_Bounding-box rows_

_ _ _ _ _

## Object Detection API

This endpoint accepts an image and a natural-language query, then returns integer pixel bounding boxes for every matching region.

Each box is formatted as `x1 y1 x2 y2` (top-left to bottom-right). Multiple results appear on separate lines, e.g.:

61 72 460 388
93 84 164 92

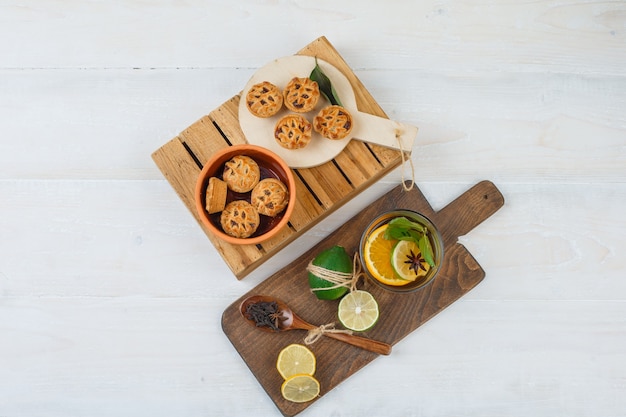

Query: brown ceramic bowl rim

_ _ _ _ _

_Exercise objective_
Edit every row above by replacing "endpoint" with "service" and leaving everything else unchanged. Leave the pictures out of your answer.

_Result of the task_
## Object Detection API

This service accepts an image and a natural-language query, then returns integer pixel bounding boxes for every matching region.

Each box is formatted as `x1 y1 x2 y2` (top-left to bottom-right). Multiple results appear on separate lines, e.g.:

61 72 460 388
93 84 164 92


Query: brown ceramic bowl rim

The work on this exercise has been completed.